Write out the whole of the material exactly.
————
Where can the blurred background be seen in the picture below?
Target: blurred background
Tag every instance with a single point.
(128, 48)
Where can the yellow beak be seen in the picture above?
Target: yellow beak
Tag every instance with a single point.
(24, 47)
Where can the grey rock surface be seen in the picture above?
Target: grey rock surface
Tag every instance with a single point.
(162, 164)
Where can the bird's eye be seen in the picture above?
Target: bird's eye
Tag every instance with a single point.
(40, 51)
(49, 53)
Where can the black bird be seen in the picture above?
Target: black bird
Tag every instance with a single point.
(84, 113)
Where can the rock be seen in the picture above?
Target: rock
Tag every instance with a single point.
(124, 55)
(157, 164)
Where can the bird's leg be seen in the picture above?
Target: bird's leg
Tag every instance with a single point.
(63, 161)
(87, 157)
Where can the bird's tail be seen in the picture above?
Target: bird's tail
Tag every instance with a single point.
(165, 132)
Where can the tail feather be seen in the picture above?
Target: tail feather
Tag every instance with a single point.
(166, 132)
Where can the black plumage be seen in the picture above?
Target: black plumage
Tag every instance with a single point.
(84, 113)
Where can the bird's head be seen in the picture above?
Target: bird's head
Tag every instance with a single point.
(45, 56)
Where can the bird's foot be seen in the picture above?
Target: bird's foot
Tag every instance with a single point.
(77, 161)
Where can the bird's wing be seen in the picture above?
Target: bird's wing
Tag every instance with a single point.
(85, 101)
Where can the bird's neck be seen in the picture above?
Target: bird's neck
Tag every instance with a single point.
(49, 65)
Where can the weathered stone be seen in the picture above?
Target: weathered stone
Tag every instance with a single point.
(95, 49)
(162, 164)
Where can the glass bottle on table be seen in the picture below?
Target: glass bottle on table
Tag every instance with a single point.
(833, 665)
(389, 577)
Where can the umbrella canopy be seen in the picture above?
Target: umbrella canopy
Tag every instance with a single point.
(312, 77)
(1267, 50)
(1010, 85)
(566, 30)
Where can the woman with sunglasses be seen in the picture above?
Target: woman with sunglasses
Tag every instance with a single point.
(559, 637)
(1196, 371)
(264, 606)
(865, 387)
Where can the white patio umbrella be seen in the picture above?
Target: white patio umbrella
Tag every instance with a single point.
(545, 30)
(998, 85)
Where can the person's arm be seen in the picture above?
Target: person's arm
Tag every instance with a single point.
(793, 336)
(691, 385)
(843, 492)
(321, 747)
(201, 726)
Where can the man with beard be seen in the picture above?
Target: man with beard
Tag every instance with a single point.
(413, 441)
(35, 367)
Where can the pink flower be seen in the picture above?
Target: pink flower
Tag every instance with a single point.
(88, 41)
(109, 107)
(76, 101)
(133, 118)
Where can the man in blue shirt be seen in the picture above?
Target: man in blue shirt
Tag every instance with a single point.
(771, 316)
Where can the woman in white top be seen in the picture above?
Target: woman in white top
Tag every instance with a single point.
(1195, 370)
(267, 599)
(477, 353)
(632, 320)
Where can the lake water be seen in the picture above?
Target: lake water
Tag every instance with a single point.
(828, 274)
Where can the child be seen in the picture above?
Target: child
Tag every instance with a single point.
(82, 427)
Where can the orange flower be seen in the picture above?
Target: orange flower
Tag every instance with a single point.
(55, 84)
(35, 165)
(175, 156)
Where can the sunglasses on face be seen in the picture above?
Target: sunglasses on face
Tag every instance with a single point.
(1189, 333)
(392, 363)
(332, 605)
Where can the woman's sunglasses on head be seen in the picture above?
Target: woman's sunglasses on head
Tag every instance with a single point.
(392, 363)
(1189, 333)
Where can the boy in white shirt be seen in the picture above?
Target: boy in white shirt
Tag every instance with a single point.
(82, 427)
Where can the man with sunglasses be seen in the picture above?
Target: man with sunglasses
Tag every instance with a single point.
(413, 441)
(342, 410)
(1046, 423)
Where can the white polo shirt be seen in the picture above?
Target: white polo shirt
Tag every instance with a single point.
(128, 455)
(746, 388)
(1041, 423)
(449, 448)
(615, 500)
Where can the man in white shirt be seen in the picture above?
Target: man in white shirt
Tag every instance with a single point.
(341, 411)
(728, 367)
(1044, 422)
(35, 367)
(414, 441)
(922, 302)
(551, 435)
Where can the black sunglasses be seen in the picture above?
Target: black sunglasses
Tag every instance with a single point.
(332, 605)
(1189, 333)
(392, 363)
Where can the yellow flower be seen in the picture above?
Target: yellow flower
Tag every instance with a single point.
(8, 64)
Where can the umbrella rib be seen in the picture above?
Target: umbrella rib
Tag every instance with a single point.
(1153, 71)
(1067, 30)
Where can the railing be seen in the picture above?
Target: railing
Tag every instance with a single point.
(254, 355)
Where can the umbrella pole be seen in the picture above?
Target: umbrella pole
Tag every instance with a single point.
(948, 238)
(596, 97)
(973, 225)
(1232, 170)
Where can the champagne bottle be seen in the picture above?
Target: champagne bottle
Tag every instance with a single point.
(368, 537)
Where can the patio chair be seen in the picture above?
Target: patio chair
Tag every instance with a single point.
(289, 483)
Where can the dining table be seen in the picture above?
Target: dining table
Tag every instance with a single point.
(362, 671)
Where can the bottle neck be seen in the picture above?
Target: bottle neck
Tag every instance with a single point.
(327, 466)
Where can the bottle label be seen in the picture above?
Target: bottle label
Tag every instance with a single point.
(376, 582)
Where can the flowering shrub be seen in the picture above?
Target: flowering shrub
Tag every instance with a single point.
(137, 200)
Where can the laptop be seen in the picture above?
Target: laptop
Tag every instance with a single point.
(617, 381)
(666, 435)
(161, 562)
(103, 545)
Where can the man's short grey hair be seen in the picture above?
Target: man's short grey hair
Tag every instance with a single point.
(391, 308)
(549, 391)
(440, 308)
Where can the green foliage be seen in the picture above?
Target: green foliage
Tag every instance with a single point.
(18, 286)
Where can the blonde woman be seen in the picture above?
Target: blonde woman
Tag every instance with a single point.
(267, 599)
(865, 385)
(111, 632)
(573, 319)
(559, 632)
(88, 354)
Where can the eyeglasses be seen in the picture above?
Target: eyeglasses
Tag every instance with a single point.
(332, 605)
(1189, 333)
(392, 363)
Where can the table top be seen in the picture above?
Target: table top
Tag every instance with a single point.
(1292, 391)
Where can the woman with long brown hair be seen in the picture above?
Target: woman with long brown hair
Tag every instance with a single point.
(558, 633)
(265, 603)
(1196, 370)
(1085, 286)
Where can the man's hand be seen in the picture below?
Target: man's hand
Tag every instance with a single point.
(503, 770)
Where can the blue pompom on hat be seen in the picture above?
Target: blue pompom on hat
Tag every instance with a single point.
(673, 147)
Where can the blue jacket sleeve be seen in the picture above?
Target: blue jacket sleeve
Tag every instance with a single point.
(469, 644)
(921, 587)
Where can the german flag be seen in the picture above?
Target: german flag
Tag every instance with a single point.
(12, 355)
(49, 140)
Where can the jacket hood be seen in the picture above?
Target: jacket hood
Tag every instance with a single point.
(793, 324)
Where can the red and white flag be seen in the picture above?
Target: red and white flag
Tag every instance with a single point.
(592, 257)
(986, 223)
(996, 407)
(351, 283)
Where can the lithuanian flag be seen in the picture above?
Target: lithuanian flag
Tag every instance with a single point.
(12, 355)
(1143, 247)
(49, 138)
————
THE SOLUTION
Where can the blurred background be seen in the picture below?
Target: blurred background
Tag every instance with a single point.
(128, 48)
Where can the yellow beak be seen in the picture above?
Target: yellow beak
Tag every instance with a single point.
(24, 47)
Where can the grey rock surface be seen in the picture above?
Target: grey rock surface
Tag every instance with a single point.
(162, 164)
Where can the bird's eye be seen in the picture above?
Target: bird's eye
Tag every instance with a single point.
(40, 51)
(49, 53)
Where can the black bird be seen in the picture above?
Target: black bird
Tag every instance with a single point.
(84, 113)
Where can the rock be seen in the picture above?
Target: rock
Tag every instance with a single point.
(124, 55)
(157, 164)
Where can the bird's leg be seen in the picture above?
Target: bird's leg
Tag every instance with a single point.
(63, 161)
(87, 157)
Where can the bird's tail be seen in the picture above?
Target: bird's tail
Tag every instance with a single point.
(165, 132)
Where can the tail feather be seen in the picture above?
Target: tail feather
Tag every instance with a single point.
(166, 132)
Where can the black plumage be seen in the picture above?
Target: black plumage
Tag every instance with a single point.
(84, 113)
Where can the bird's head be seen in the picture above?
Target: bird's head
Tag every instance with a single point.
(45, 56)
Where can the bird's foot be seen in the picture above?
Target: bird's foot
Tag every instance with a single point.
(77, 161)
Where can the bird's wing be seen in the picture above?
Target: bird's wing
Tag every instance with a single point.
(85, 101)
Where can the bird's neck be seen in the picture above?
Target: bird's neck
Tag every instance with a single point.
(49, 65)
Where can the weathered stone be seen in the picture above?
Target: weathered stone
Tag every instance with a single point.
(95, 49)
(162, 164)
Where can the glass bottle on table be seen in the picture below?
Target: glass bottle on table
Tag every instance with a single point.
(833, 665)
(389, 577)
Where can the umbrella canopy be seen in the picture above?
Target: umbrella canopy
Tag every instance with a single point.
(312, 77)
(1267, 50)
(1010, 85)
(566, 30)
Where can the woman with sunglasses be seen in the picture above?
Target: woman with sunglasses
Tag every instance with a single point.
(559, 637)
(1196, 371)
(264, 606)
(865, 387)
Where can the white patio umbrella be seen in the picture above?
Target: white patio umbrella
Tag every instance with a single point.
(545, 30)
(998, 85)
Where can the person's arm be seen in the picture above?
Target: person's arm
Tag every instance with a single point.
(793, 336)
(691, 385)
(843, 492)
(321, 747)
(201, 726)
Where can the man with beard be seen in the picture above?
Target: man with beard
Tag every instance with a single point.
(413, 441)
(35, 367)
Where can the pink flower be seen in the picture above?
Target: pink flower
Tag every instance with a single point.
(88, 41)
(109, 107)
(76, 101)
(133, 118)
Where can the man in blue shirt be seen in the picture above?
Target: man in blue shirt
Tag every instance with a single point.
(771, 316)
Where can the woman in white top be seen in the picture above?
Target: woman in white top
Tag every instance with a single point.
(1195, 370)
(267, 599)
(477, 353)
(632, 320)
Where can the lake water be seen in the picture above?
Target: lake water
Tag every instance with a single point.
(828, 274)
Where can the child be seen in the picture above?
Target: child
Tag every instance with a single point.
(82, 427)
Where can the orange flower be seen in the picture above?
Target: orange flower
Tag every instance with a single point.
(55, 84)
(35, 165)
(175, 156)
Where can the sunglasses on face be seen in the picture above?
Target: sunglasses on face
Tag every instance with a single point.
(1189, 333)
(392, 363)
(332, 605)
Where can the woman's sunglasses on head be seen in the picture above?
Target: woman's sunglasses on head
Tag every instance with a single point.
(392, 363)
(1189, 333)
Where can the boy in white shirt be seen in the picture above?
Target: boy in white shirt
Tag every instance with a single point.
(82, 427)
Where can the man with sunglasses be seen in the picture above?
Target: man with sunglasses
Tag every instance with a single point.
(413, 441)
(342, 410)
(1046, 423)
Where can the white polo shirt be seen in the picture above?
Target: white polo shirt
Tag every instance with a single point.
(128, 455)
(746, 388)
(1041, 423)
(449, 448)
(615, 500)
Where can the man in white shirt be seen in the picture above?
Target: man in white shirt
Tag every instance with a single point.
(341, 411)
(728, 367)
(1044, 422)
(35, 367)
(414, 441)
(922, 302)
(551, 435)
Where can the black sunglasses be seen in the picture above?
Target: black sunglasses
Tag every instance with a single point.
(332, 605)
(1189, 333)
(392, 363)
Where can the yellow flower be seen in the picture above?
Target: yellow flower
Tag every instance with a single point.
(8, 64)
Where can the umbrella rib be seen in the picture above?
Target: umbrella rib
Tag every instance with a single point.
(1153, 71)
(1067, 30)
Where can the railing be seen in the picture above?
Target: railing
Tag every instance with a single point.
(254, 355)
Where can the umbrella pole be seen in the picture above?
Target: umbrella pole
Tag every instance with a single point.
(948, 238)
(596, 97)
(973, 225)
(1232, 170)
Where can the champagne bottle be seen in the picture above?
Target: champagne bottle
Tag every instance with a single point.
(368, 537)
Where can the patio chair be seen in the picture above?
Target: patio chair
Tag every instance with a single point.
(289, 483)
Where can the dining table be seen in the picture above?
Target: dining table
Tag every instance with a single point.
(362, 671)
Where can the bottle neck be seen in the picture above?
Target: bottle neck
Tag every instance with a single point.
(327, 466)
Where can the bottle label be seen in the picture above?
Target: bottle label
Tag every instance with a single point.
(376, 582)
Where can the flowering shrub be seen in the picture above?
Target: flowering shrub
Tag every instance with a single point.
(137, 200)
Where can the laptop be seen in the picture above?
Target: laptop
Tag every instance with a single point.
(617, 381)
(666, 435)
(161, 562)
(103, 545)
Where can the man's short grey hair be seen in the picture above?
Target: man's short grey hair
Tag every instance with a single point.
(391, 308)
(549, 391)
(440, 308)
Where can the green foliage be seen in the picture above?
Target: green foliage
Tag every instance with a single point.
(18, 286)
Where can the blonde woman be seen in the picture above?
Target: blonde woman
Tag every instance with a single point.
(267, 599)
(865, 385)
(111, 632)
(573, 319)
(559, 632)
(88, 354)
Where can the eyeglasses be seen in the picture above?
Target: eyeglasses
Tag every instance with a single point.
(332, 605)
(1189, 333)
(392, 363)
Where can the table top be seen in the picture above?
Target: table top
Tag every instance with a single point.
(1292, 391)
Where can the woman with long brown hair be seen in the picture above?
Target: woman with long brown hair
Tag every instance with a single point.
(558, 633)
(265, 603)
(1196, 370)
(1085, 286)
Where can the man's hand be seen in the picture below?
Target: man's hand
Tag every instance with a single point.
(503, 770)
Where can the blue pompom on hat be seen in the picture above?
Target: blue pompom on hat
Tag every instance with a single point.
(673, 147)
Where can the blue jacket sleeve be seen in the picture above?
Target: blue jacket sleeve
Tag every instance with a single point.
(469, 644)
(921, 587)
Where can the german flag be seen in the picture above?
Target: german flag
Tag every instance with a single point.
(12, 355)
(49, 140)
Where can the jacket hood be seen in the picture above?
Target: jacket hood
Tag every instance with a single point.
(793, 324)
Where can the red and white flag be seen in the picture above?
Target: red and white flag
Tag every instance with a single point.
(592, 257)
(986, 223)
(996, 407)
(351, 283)
Where can the lithuanian flag be seen in the picture above?
Target: lithuanian flag
Tag every instance with a single point.
(12, 355)
(1143, 247)
(49, 138)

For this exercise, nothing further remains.